**Aufgaben:**
[1] In welchen Erwägungsgründen werden laut dem Lesetext zum DSGVO-Schadensersatz mögliche Schäden aufgezählt?
[2] Führe den Lesetext zum DSGVO-Schadensersatz im Anschluss an seinen letzten Satz weiter.

**Lesetext:**
::::
Datenschutzrecht

LG Arnsberg: Ein Schadensersatzanspruch nach Art. 82 DSGVO bei Scraping von personenbezogenen Daten muss dargelegt und bewiesen werden. Der reine Verstoß gegen die DSGVO begründet einen solchen Anspruch nicht

So das Gericht in seinem Urteil vom 31.Oktober 2023 (Az.: 7 O 691/22). Es führt in den Entscheidungsgründen unter anderem aus:

„…Es fehlt es an einem ersatzfähigen Schaden des Klägers im Sinne des Art. 82 Abs. 1 DS-GVO.

Es oblag dem Kläger, einen über die angeblichen Datenschutzverstöße und über den damit mittelbar einhergehenden Kontrollverlust hinausgehenden immateriellen Schaden in Form einer persönlichen / psychologischen Beeinträchtigung aufgrund der Datenschutzverstöße und des Kontrollverlustes darzulegen.

Der bloße Verstoß gegen die Vorschriften der DS-GVO reicht nicht aus, um einen Schadensersatzanspruch zu begründen (EuGH, Urteil vom 04.05.2023, C-300/21, zit. nach NJW 2023, 1930, 1933).

Es bedarf darüber hinaus der Darlegung und des Nachweises eines konkreten Schadens.

Ein bestimmter Grad an Erheblichkeit muss hierbei nicht erreicht werden (EuGH, Urteil vom 04.05.2023, C-300/21, zit. nach NJW 2023, 1930, 1933 f.).

In den Erwägungsgründen Nr. 75 und 85 werden einige mögliche Schäden aufgezählt, darunter Identitätsdiebstahl, finanzielle Verluste, Rufschädigung, aber auch der Verlust der Kontrolle über die eigenen Daten sowie die Erstellung unzulässiger Persönlichkeitsprofile. Der Schaden ist zwar weit zu verstehen, er muss jedoch auch wirklich „erlitten“ (Erwägungsgrund Nr. 146 S. 6), also „spürbar“, objektiv nachvollziehbar und von gewissem Gewicht sein, um bloße Unannehmlichkeiten auszuschließen.
::::
**Vorliegende Angaben:**
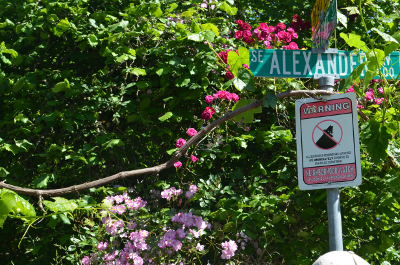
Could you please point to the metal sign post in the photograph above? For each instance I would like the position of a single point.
(333, 195)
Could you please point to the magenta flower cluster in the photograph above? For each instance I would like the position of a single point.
(180, 142)
(270, 36)
(132, 250)
(228, 249)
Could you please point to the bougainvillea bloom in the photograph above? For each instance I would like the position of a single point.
(209, 109)
(234, 97)
(229, 75)
(206, 115)
(369, 95)
(191, 132)
(85, 260)
(209, 99)
(178, 164)
(180, 142)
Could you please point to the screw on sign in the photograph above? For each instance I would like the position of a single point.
(328, 138)
(340, 258)
(327, 142)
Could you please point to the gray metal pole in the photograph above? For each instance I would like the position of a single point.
(333, 195)
(334, 220)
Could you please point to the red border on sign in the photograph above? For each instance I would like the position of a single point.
(321, 109)
(341, 136)
(341, 173)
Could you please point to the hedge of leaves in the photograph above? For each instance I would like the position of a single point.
(92, 88)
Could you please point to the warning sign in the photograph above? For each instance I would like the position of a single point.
(328, 138)
(328, 152)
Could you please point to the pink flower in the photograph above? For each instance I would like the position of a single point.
(176, 245)
(369, 95)
(180, 142)
(206, 115)
(209, 99)
(280, 26)
(229, 75)
(234, 97)
(293, 46)
(143, 233)
(238, 35)
(189, 194)
(85, 260)
(378, 101)
(180, 233)
(228, 249)
(191, 132)
(248, 40)
(178, 164)
(351, 89)
(210, 109)
(239, 22)
(193, 188)
(199, 247)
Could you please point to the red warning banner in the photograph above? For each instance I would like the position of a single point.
(318, 175)
(320, 109)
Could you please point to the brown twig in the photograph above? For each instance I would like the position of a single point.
(168, 164)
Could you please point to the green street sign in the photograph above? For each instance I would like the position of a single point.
(325, 22)
(305, 64)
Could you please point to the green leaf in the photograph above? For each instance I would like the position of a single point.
(42, 181)
(386, 242)
(19, 84)
(138, 71)
(64, 219)
(342, 18)
(270, 100)
(385, 36)
(64, 24)
(112, 143)
(375, 136)
(228, 9)
(12, 202)
(61, 86)
(244, 80)
(144, 104)
(212, 27)
(353, 77)
(23, 144)
(208, 35)
(60, 205)
(166, 116)
(93, 41)
(319, 229)
(391, 47)
(3, 172)
(236, 61)
(21, 118)
(122, 58)
(163, 71)
(354, 40)
(92, 23)
(195, 36)
(158, 13)
(247, 116)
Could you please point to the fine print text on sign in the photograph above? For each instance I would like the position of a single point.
(328, 152)
(305, 64)
(323, 30)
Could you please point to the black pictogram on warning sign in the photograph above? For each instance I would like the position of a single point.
(327, 134)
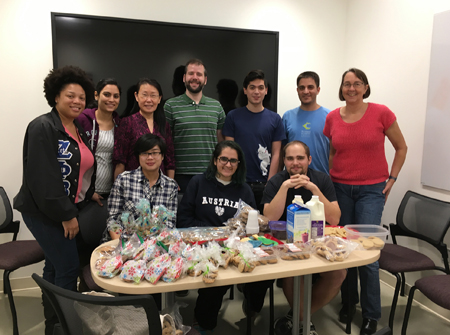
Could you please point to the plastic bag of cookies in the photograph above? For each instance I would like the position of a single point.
(333, 248)
(370, 237)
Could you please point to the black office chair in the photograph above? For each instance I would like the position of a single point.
(422, 218)
(436, 288)
(80, 313)
(14, 254)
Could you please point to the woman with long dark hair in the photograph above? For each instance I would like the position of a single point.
(149, 119)
(100, 124)
(209, 201)
(359, 171)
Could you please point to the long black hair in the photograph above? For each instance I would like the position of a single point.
(158, 116)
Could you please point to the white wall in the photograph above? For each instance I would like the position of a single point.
(389, 40)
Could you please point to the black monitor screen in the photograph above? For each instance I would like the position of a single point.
(131, 49)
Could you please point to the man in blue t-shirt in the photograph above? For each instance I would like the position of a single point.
(305, 123)
(259, 132)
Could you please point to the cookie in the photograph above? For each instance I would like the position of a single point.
(367, 244)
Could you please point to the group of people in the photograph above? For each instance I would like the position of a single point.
(74, 157)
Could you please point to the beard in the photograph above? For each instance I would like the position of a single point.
(299, 171)
(196, 90)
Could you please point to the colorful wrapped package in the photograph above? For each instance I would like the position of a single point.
(176, 249)
(111, 267)
(130, 247)
(174, 271)
(133, 271)
(151, 250)
(157, 267)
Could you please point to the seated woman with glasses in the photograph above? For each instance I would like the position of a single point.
(149, 119)
(209, 201)
(146, 181)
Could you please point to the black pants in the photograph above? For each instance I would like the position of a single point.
(209, 302)
(258, 190)
(255, 294)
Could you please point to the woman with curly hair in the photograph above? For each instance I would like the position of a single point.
(58, 178)
(150, 118)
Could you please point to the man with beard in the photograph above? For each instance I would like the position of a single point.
(298, 179)
(305, 123)
(259, 132)
(196, 122)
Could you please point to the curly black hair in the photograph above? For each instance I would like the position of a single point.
(57, 79)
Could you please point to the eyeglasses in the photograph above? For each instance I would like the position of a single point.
(358, 84)
(146, 96)
(224, 160)
(154, 154)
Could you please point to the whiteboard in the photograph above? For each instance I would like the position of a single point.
(436, 148)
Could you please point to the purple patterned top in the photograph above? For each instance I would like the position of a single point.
(129, 131)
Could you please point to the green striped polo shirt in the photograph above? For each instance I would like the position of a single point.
(194, 129)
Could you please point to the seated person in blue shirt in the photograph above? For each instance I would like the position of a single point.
(209, 201)
(147, 181)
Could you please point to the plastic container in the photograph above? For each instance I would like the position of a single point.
(278, 229)
(371, 237)
(317, 217)
(298, 224)
(252, 223)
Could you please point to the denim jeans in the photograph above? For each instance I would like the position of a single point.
(61, 265)
(362, 204)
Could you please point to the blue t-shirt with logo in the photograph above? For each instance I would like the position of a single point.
(307, 126)
(255, 132)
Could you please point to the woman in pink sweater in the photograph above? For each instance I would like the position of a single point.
(362, 180)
::::
**Lösungen:**
[1] In den Erwägungsgründen Nr. 75 und 85.

[2]
Der nicht näher konkretisierte Klagevortrag dazu, der Kläger habe Gefühle eines Kontrollverlusts, eines Beobachtetwerdens und einer Hilflosigkeit, insgesamt also das Gefühl der Angst entwickelt, reicht zur Darlegung persönlich belastender Folgen der Datenschutzverletzung nicht aus, weil hiermit nicht genug Beweisanzeichen objektiver Art vorgetragen sind, in denen sich solche Gefühle widerspiegeln, und zwar bezogen auf den konkreten Einzelfall.

Es fehlt jeglicher konkret-individuelle Vortrag dazu, wann, wie häufig und auf welchem Weg der Kläger konkret von Missbrauchsversuchen betroffen war und vor allem wie er darauf jeweils reagiert hat oder wie er unabhängig von diesen Versuchen allein durch die Veröffentlichung des Leak-Datensatzes betroffen war.

Unerwünschte Anrufe oder Nachrichten erhalten gerichtsbekannt auch Personen, die keinen M.-Account haben oder dort ihre Telefonnummer hinterlegt haben.

Ferner trägt der Kläger nicht dazu vor, wie er auf die Entdeckung des Scraping-Vorfalls im April 2021 reagiert hat, also ob er die Plattform nicht mehr nutzt oder seine Profileinstellungen geändert hat. Insbesondere hat sich der Kläger wegen des Kontrollverlustes bis heute nicht gehalten gesehen, seine Mobilfunktelefonnummer zu wechseln. Insoweit ist die Angabe, Furcht vor einem Kontrollverlust über seine Daten zu haben, nicht plausibel.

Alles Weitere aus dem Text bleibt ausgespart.